### Gekozen fragment:
((

Luminous Dash BE

TEN LUMINOUS QUESTIONS : STEVEN H

Een Leven Zonder Zorgen. Het kon de titel zijn van de nieuwe Corry Konings, maar op de hoes prijkt de naam van de West-Vlaamse rapper Steven H. Levenswijsheid verpakt in aanstekelijke hiphop die zweeft tussen Brihang, ’t Hof Van Commerce en zelfs de Beastie Boys. Tijd voor de tien lumineuze vragen!

Wat betekent muziek voor je en kan je een leven inbeelden zonder muziek?
Muziek is altijd in mijn leven geweest. Mijn vroegste muzikale herinnering is dat ik als kleuter Beat It van Michael Jackson en Careless Whisper van George Michael op de radio hoor terwijl ik mijn moeder met de afwas help. In mijn lagere schooltijd luisterde ik vooral naar Radio 2, dat bij ons thuis altijd opstond, maar vanaf twaalf jaar ben ik dan cd’s beginnen kopen en ontwikkelde ik stilaan een eigen muzikale smaak. Pas vanaf zestien jaar ben ik ook zelf muziek beginnen maken, eerst als drummer en later als rapper.
Vandaag ben ik zowat constant met muziek bezig. Ik maak het, luister er voortdurend naar, ga naar concerten, maar verzamel ook platen, lees rockbiografieën en neem deel aan muziekquizzen. Ja, ik ben zo’n kerel die weet wat er op de B-kant van J’aime La Vie van Sandra Kim staat … Dus een leven zonder muziek, nee, dat kan ik me eerlijk gezegd niet inbeelden.

Wat is de eerste plaat die je in je leven kocht, en weet je nog hoe dat kwam?
Mijn eerste muziekaankoop was een cassette: Please Hammer, Don’t Hurt ‘Em van MC Hammer. Net als iedereen in die tijd vond ik U Can’t Touch This een leuk nummer en toen ik die cassette zag liggen, heb ik die gekocht van mijn zakgeld. Een intensief denkproces is daar niet aan voorafgegaan (lacht). Ook bij mijn eerste cd niet: dat was een compilatie die ik gratis gekregen heb toen ik een spaarrekening bij de bank opende. Op die cd stonden een paar goeie dingen, zoals Dream van The Pop Gun, maar bijvoorbeeld ook een nummer van Glenn Medeiros (lacht).
Vinyl trok mij in die tijd ook al aan. Mijn ouders hadden een bescheiden platenkast, maar daar zat vooral veel brol tussen, genre John Woodhouse & His Magic Accordion, Alle 13 Goed-compilaties en veel James Last. Één plaat sprong er voor mij tussenuit: Als Ik Zing van Willem Vermandere, waarschijnlijk omdat dit het enige Nederlandstalige album in hun collectie was. Het slotnummer, Voilà, c’est ça is lang mijn lievelingsnummer geweest. Eigenlijk is dat ook een soort West-Vlaamse hiphop: zijn manier van zingen lijkt erg op rap.

Welke artiest of band heeft jou op het podium het meest geïmponeerd?

))

### Overzicht items:
((

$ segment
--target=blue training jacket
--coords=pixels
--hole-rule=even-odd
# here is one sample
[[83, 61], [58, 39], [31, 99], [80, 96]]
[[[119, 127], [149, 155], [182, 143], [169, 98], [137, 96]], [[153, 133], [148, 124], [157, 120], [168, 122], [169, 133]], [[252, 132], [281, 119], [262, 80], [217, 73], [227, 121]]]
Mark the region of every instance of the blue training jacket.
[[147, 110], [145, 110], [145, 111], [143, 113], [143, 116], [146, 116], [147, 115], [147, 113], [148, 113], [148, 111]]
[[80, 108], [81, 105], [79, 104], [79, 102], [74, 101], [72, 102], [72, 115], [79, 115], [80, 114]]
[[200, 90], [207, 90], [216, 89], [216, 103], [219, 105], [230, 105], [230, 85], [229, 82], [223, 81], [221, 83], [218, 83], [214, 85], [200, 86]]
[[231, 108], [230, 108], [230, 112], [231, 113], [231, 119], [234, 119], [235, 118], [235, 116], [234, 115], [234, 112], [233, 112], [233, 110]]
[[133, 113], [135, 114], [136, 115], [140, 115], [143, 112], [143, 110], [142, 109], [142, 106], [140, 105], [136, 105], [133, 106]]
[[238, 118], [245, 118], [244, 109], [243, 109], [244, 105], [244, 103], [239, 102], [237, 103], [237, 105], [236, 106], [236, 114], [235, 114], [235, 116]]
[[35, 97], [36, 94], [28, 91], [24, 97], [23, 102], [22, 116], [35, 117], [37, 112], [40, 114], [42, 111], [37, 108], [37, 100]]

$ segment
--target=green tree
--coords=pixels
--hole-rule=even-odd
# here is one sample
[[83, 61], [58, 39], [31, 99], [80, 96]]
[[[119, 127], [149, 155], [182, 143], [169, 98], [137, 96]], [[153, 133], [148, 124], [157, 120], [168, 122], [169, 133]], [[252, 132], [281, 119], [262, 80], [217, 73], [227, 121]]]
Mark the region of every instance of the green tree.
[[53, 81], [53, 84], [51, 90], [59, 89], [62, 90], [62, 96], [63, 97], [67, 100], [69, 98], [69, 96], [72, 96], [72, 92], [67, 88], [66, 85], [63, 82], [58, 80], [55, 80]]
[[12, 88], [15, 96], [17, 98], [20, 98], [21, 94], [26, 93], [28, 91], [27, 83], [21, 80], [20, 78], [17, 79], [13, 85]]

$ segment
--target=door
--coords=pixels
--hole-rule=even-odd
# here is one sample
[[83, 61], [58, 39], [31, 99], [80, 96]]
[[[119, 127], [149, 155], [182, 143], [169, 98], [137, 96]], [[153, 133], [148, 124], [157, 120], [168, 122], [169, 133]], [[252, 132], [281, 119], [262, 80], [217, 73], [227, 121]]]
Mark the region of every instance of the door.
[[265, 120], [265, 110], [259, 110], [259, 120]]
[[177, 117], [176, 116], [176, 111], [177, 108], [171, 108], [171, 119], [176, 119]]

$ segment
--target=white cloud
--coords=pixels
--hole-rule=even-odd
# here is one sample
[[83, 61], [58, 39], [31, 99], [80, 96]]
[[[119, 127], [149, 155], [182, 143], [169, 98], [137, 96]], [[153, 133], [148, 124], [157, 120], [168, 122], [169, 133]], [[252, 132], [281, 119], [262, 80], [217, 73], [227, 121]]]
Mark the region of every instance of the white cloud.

))

### Uit te voeren:
1 - Schrijf uit het interview met Steven H letterlijk het stuk over van "Vinyl trok mij" tot en met "erg op rap.".
2 - Zet het interview met Steven H voort na de laatste zin die er staat.
De items zijn afzonderlijk materiaal en horen niet bij het interview met Steven H.

### Antwoorden:
1 -
Vinyl trok mij in die tijd ook al aan. Mijn ouders hadden een bescheiden platenkast, maar daar zat vooral veel brol tussen, genre John Woodhouse & His Magic Accordion, Alle 13 Goed-compilaties en veel James Last. Één plaat sprong er voor mij tussenuit: Als Ik Zing van Willem Vermandere, waarschijnlijk omdat dit het enige Nederlandstalige album in hun collectie was. Het slotnummer, Voilà, c’est ça is lang mijn lievelingsnummer geweest. Eigenlijk is dat ook een soort West-Vlaamse hiphop: zijn manier van zingen lijkt erg op rap.

2 -
Dat moet Guided By Voices geweest zijn, tijdens hun optreden van 1996 in de Vooruit in Gent. Die band is nooit echt bekend geweest, maar in die tijd werden ze wel af en toe gedraaid op Studio Brussel. Mijn vrienden en ik waren erg onder de indruk van hun platen Bee Thousand en Alien Lanes, maar na dat optreden is Guided By Voices van ons allemaal onze favoriete band aller tijden geworden. De energie tijdens dat concert was ongelooflijk. Ze speelden de ene – in onze oren toch – hit na de andere, een kleine veertig nummers op een paar uur tijd. Het was één groot meezingfeest onder gelijkgestemde zielen. Veel volk was er helaas niet, de Vooruit was nog niet half gevuld, maar ik herinner mij wel nog dat ook Tom Barman en Luc De Vos in het publiek stonden mee te genieten.

Wie heb je ooit als kind voor de spiegel staan imiteren?
Zowat iedereen die toen op de radio te horen was, vrees ik (lacht). Ik speelde ook àlle instrumenten: luchtgitaar, luchtkeyboards en luchtdrums. En daarbovenop deed ik de leadzang én de koorzang.

Welke platenhoes vind jij de meest iconische?
Pressure Drop van Robert Palmer, met die naakte vrouw op het balkon, heb ik altijd een bijzondere hoes gevonden. Het tafereel op zich is opmerkelijk, maar over de compositie en de kleuren is duidelijk goed nagedacht. Op een bepaald moment heb ik met het idee gespeeld om een eigen versie van die hoes te maken voor een van mijn platen, maar dat plan heb ik snel laten varen. Ik denk dat mocht je anno 2019 als mannelijke artiest met zo’n hoes op de proppen komen, dat je wordt neergebliksemd op sociale media en dat je enkel nog naar buiten kunt komen met een papieren zak over je hoofd.

Met welk nummer kunnen we je doen wenen?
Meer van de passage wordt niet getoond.